## Source
Re: KTable aggregations send intermediate results downstream?

Mathieu Fenniak Wed, 24 Aug 2016 19:49:31 -0700

Hi Guozhang,

I've been working around this issue by dropping down to the Processor
API, but, I was hoping you might be able to point out if there is a
flaw is in this proposed change:


    
https://github.com/apache/kafka/compare/trunk...mfenniak:suppress-duplicate-repartition-output

This adjusts KTableRepartitionMap so that if there's no change in the
group-by key, the repartition processor just forwards the changed
value onwards.  (This breaks a couple of tests that anticipate the
exact existing output, so don't consider this a complete patch...)

Mathieu


On Fri, Aug 19, 2016 at 12:29 PM, Guozhang Wang <wangg...@gmail.com> wrote:
> Hi Mathieu,
>
> If you are only interested in the aggregate result "snapshot" but not its
> change stream (note that KTable itself is not actually a "table" as in
> RDBMS, but still a stream), you can try to use the queryable state feature
> that is available in trunk, which will be available in 0.10.1.0 release.
>
> In sum, it allows you to query any states "snapshot" which is used in
> aggregation operators in real time with state store provided APIs such as
> get-by-key, range queries on windows, etc. Details can be found in thie KIP
> (we are working on more docs / blog posts at the time):
>
> https://cwiki.apache.org/confluence/display/KAFKA/KIP-67%3A+Queryable+state+for+Kafka+Streams
>
> Guozhang
>
>
> On Thu, Aug 18, 2016 at 6:40 AM, Mathieu Fenniak <
> mathieu.fenn...@replicon.com> wrote:
>
>> Hi Guozhang,
>>
>> Hm... I hadn't thought of the repartitioning involvement.

## Information shown
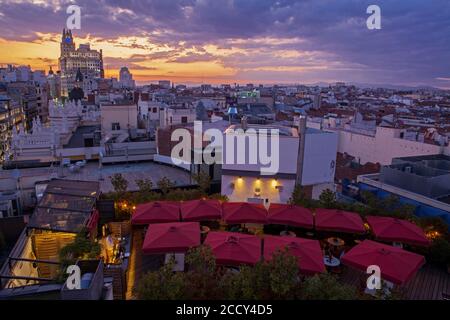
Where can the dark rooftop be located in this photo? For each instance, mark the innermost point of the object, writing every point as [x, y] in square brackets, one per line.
[66, 205]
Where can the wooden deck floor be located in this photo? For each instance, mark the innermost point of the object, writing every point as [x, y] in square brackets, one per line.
[429, 283]
[139, 263]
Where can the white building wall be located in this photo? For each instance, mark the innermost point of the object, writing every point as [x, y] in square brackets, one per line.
[383, 147]
[319, 164]
[242, 189]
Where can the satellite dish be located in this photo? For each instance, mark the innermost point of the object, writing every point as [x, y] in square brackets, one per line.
[16, 173]
[232, 110]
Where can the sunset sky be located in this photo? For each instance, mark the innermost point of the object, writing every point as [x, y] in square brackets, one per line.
[227, 41]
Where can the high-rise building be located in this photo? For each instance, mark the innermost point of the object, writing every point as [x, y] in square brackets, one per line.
[85, 59]
[126, 78]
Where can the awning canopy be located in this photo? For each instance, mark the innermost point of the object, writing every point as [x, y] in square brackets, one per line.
[308, 252]
[291, 215]
[200, 210]
[392, 229]
[243, 212]
[234, 249]
[396, 265]
[339, 221]
[156, 212]
[171, 237]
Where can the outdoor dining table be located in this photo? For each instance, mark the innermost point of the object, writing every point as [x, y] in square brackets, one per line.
[288, 234]
[337, 242]
[331, 261]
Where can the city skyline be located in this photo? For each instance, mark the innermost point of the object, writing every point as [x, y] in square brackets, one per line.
[230, 41]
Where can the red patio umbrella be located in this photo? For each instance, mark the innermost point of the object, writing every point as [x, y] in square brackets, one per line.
[292, 215]
[199, 210]
[337, 220]
[156, 212]
[396, 265]
[243, 212]
[397, 230]
[309, 253]
[234, 249]
[171, 237]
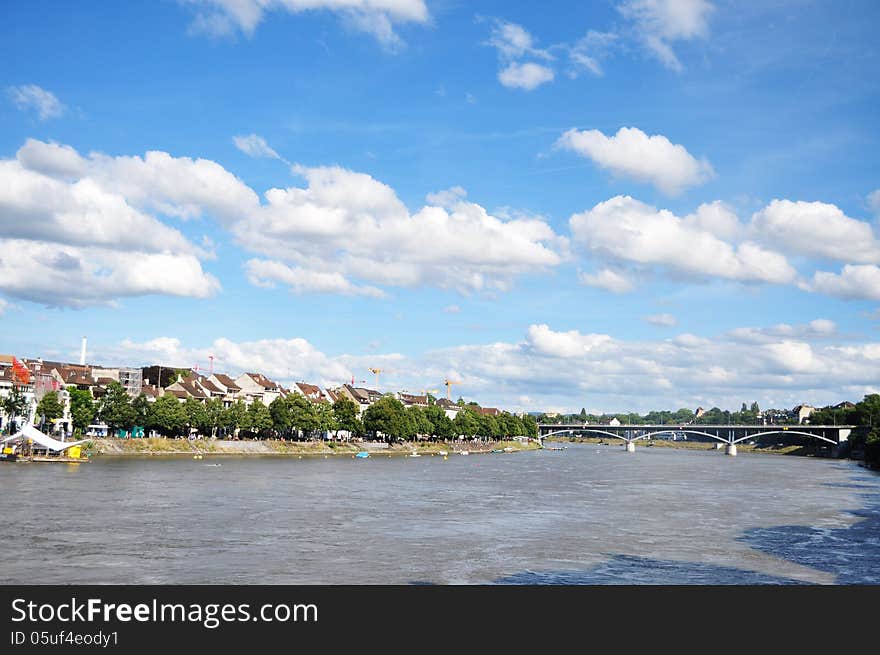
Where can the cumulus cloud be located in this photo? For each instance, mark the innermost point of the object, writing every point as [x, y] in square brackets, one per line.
[659, 23]
[70, 238]
[854, 282]
[816, 229]
[527, 76]
[662, 320]
[573, 368]
[626, 230]
[284, 360]
[820, 328]
[32, 97]
[354, 225]
[633, 154]
[262, 273]
[513, 43]
[874, 202]
[375, 17]
[608, 280]
[253, 145]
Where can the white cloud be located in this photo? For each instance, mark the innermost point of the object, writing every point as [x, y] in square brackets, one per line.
[816, 229]
[587, 53]
[632, 153]
[375, 17]
[527, 76]
[253, 145]
[662, 22]
[855, 282]
[874, 202]
[261, 272]
[663, 320]
[514, 42]
[573, 369]
[31, 96]
[820, 328]
[608, 280]
[70, 239]
[627, 230]
[280, 359]
[352, 224]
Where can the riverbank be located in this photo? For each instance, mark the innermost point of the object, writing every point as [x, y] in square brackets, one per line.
[161, 446]
[802, 451]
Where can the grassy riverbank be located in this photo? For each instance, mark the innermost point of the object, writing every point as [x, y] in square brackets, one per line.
[160, 446]
[804, 451]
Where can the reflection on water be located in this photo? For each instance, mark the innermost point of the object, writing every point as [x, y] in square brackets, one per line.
[588, 514]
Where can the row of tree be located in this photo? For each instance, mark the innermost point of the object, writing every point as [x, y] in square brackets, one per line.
[292, 416]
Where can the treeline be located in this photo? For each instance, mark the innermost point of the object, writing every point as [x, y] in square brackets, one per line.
[291, 417]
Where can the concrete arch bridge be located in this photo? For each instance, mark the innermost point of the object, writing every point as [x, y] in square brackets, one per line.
[730, 435]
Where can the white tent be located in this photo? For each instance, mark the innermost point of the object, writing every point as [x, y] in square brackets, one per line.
[30, 432]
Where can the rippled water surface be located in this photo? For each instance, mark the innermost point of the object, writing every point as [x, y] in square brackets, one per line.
[587, 514]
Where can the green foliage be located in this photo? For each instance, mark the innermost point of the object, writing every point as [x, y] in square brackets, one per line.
[346, 413]
[466, 423]
[167, 416]
[82, 408]
[387, 416]
[50, 407]
[15, 404]
[259, 420]
[115, 408]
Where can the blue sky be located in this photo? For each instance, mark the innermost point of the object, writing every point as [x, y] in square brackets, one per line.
[618, 205]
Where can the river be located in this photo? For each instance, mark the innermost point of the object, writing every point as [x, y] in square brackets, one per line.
[588, 514]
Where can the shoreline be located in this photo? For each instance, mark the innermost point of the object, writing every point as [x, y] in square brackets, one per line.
[114, 447]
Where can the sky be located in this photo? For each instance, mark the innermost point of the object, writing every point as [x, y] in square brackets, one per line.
[621, 205]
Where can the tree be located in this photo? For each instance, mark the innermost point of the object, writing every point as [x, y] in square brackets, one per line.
[235, 417]
[50, 407]
[325, 418]
[386, 416]
[195, 414]
[14, 404]
[167, 416]
[466, 423]
[346, 412]
[116, 410]
[441, 425]
[259, 419]
[213, 416]
[82, 409]
[141, 407]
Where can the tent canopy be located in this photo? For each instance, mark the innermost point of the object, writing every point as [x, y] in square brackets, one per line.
[30, 432]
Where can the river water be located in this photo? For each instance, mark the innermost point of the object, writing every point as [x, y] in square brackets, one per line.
[585, 515]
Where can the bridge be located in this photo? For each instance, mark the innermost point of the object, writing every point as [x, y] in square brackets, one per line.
[730, 435]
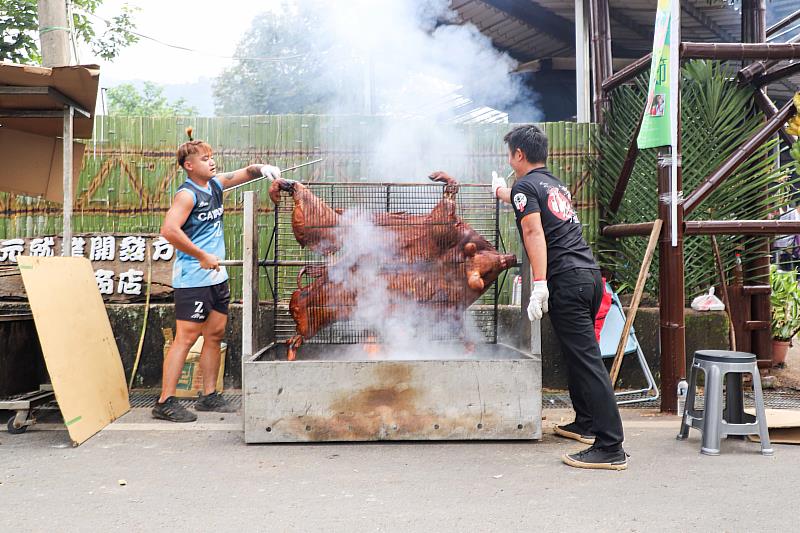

## Required task 1
List every date that the thread gives for a message.
## Required task 2
Please rewrite the part of the entries that opens with the line containing "Where can the tent" and runs through the end of the entries as a numbered list, leaving out blank lines and any pictures.
The thread and the entries are unrelated to each other.

## Solution 1
Wed, 24 Aug 2016
Fri, Aug 19, 2016
Thu, Aug 18, 2016

## Solution 2
1. Where can the tent canopy be located in this photo? For each instance, mark the innermost point of the object, writing every point as [x, y] in square brackets, one per line.
2. [30, 432]
3. Where can the river water be located in this photo? For each instance, mark the innermost point of the object, writing every point as [x, y] in square brackets, one per line.
4. [585, 515]
5. Where can the bridge be located in this photo? For each instance, mark the innermost point of the object, writing every point as [x, y] in square brackets, one per line.
6. [730, 435]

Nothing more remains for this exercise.